INPUT FOR THIS TASK:
+-------+

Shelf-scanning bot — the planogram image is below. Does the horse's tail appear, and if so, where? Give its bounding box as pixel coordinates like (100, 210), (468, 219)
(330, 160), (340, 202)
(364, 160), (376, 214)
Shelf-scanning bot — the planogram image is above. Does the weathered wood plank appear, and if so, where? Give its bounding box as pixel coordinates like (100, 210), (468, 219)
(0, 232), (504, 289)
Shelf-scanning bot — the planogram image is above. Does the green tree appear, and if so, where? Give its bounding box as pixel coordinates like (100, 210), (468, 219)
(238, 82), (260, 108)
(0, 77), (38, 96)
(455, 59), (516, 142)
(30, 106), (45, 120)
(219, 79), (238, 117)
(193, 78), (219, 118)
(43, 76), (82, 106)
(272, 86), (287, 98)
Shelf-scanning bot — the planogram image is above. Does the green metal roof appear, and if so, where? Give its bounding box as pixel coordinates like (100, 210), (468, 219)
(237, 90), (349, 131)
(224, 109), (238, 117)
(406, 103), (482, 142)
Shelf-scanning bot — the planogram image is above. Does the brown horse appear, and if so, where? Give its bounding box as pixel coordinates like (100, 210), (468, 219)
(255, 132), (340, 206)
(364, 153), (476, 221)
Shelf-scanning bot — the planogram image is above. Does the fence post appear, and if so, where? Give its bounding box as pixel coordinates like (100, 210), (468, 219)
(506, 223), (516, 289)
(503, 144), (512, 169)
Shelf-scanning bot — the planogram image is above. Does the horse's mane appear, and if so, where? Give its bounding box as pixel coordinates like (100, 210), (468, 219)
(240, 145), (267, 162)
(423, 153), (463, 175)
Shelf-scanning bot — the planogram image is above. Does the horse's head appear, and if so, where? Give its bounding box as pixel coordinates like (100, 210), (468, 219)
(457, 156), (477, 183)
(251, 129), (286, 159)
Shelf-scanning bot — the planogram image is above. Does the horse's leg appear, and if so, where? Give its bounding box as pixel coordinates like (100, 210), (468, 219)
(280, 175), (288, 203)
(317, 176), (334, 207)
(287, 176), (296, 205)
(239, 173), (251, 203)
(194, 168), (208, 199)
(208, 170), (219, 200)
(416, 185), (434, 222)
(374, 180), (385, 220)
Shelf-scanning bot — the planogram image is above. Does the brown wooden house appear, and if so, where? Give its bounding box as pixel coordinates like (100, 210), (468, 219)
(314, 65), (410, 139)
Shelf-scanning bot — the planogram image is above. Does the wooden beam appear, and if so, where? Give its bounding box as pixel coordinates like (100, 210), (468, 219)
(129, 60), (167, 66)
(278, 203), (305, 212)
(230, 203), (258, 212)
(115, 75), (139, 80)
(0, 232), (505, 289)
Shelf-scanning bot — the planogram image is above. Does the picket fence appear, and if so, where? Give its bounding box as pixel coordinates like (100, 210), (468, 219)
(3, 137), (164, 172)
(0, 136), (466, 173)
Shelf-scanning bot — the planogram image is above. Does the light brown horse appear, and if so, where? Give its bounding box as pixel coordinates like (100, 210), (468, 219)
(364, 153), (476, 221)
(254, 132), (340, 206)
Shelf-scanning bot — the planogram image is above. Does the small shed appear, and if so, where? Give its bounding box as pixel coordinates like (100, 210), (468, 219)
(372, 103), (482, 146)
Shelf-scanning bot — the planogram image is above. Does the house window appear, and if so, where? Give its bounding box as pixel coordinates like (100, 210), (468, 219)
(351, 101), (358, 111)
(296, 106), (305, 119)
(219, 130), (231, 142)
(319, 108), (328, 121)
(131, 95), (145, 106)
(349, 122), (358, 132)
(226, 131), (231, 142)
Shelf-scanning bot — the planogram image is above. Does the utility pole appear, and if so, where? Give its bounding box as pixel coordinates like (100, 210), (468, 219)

+-------+

Collect each line in the records above that contains the string "fence" and copy it in full. Case counts when matching.

COMPLETE ANSWER:
Shelf-scanning bot — the planogram image is above. Does the fence post appear, and if so, where? Give its bounding box as pixel coordinates like (100, 210), (468, 219)
Shelf-scanning bot — the planogram image is above. Does the picket fence appear, and if so, where? Give its bounding box as pixel coordinates like (100, 210), (468, 219)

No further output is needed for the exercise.